____ Excerpted text

Thursday, November 10, 2016


I want to take this thought a step further, and as implied by the post title, do a group by.
Starting, here is an order by % 2 giving us a list of even and then odd numbers:
  1. int[] numbers = { 5, 4, 1, 3, 9, 8, 6, 7, 2, 0 };
  2.  
  3. var orderedNumbers = from n in numbers
  4. orderby n % 2 == 0 descending
  5. select n;
  6.  
  7. foreach (var g in orderedNumbers)
  8. {
  9. Console.Write("{0},", g);
  10. }

This is all pretty straight forward, order by numbers that when modded by 2 are 0 and we have the numbers 4,8,6,2,0,5,1,3,9,7.
But what if I want to simply have two lists, one with evens and one with odds? That’s where group by comes in.
  1. int[] numbers = { 5, 4, 1, 3, 9, 8, 6, 7, 2, 0 };
  2.  
  3. var numberGroups = from n in numbers
  4. group n by n % 2 into g
  5. select new { Remainder = g.Key, Numbers = g };
  6.  
  7. foreach (var g in numberGroups)
  8. {
  9. if(g.Remainder.Equals(0))
  10. Console.WriteLine("Even Numbers:", g.Remainder);
  11. else
  12. Console.WriteLine("Odd Numbers:", g.Remainder);
  13. foreach (var n in g.Numbers)
  14. {
  15. Console.WriteLine(n);
  16. }
  17. }
with the output:
  1. Odd Numbers:
  2. 5
  3. 1
  4. 3
  5. 9
  6. 7
  7. Even Numbers:
  8. 4
  9. 8
  10. 6
  11. 2
  12. 0
What’s happening here is that LINQ is using anonymous types to create new dictionary (actually a System.Linq.Enumerable.WhereSelectEnumerableIterator>).
It is important to note here that the key here that everything is keyed on is the first value after the “by”.
Taking this one simple step forward let’s group a bunch of words. The following doesn’t work quite right:
  1. string[] words = { "blueberry", "Chimpanzee", "abacus", "Banana", "apple", "cheese" };
  2.  
  3. var wordGroups = from w in words
  4. group w by w[0] into g
  5. select new { FirstLetter = g.Key.ToString().ToLower(), Words = g };
  6.  
  7. foreach (var g in wordGroups)
  8. {
  9. Console.WriteLine("Words that start with the letter '{0}':", g.FirstLetter);
  10. foreach (var w in g.Words)

________

▸ What to do:
1. Name every string in the words array of the LINQ group-by post.
2. Please rewrite the LINQ group-by post starting at "But what if" and ending at "g in numberGroups)", swapping "numberGroups" for "parityGroups".
The listing that follows has no connection to the LINQ group-by post.

____ Data segment

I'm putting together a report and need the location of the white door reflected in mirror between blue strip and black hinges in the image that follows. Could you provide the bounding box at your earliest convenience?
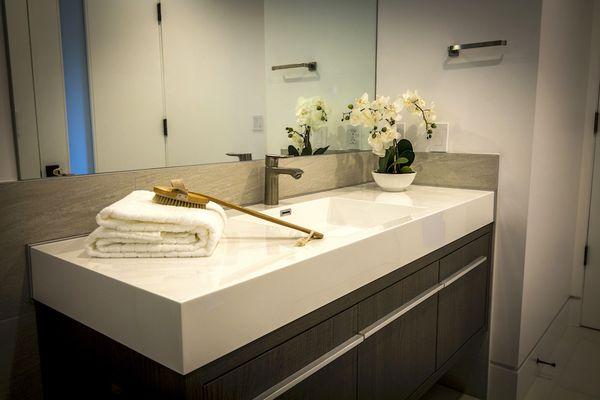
[85,0,166,172]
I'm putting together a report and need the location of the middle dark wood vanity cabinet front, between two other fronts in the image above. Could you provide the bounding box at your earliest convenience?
[358,262,438,400]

________

▸ Solved tasks:
1. blueberry, Chimpanzee, abacus, Banana, apple, cheese

2.
But what if I want to simply have two lists, one with evens and one with odds? That’s where group by comes in.
  1. int[] numbers = { 5, 4, 1, 3, 9, 8, 6, 7, 2, 0 };
  2.  
  3. var parityGroups = from n in numbers
  4. group n by n % 2 into g
  5. select new { Remainder = g.Key, Numbers = g };
  6.  
  7. foreach (var g in parityGroups)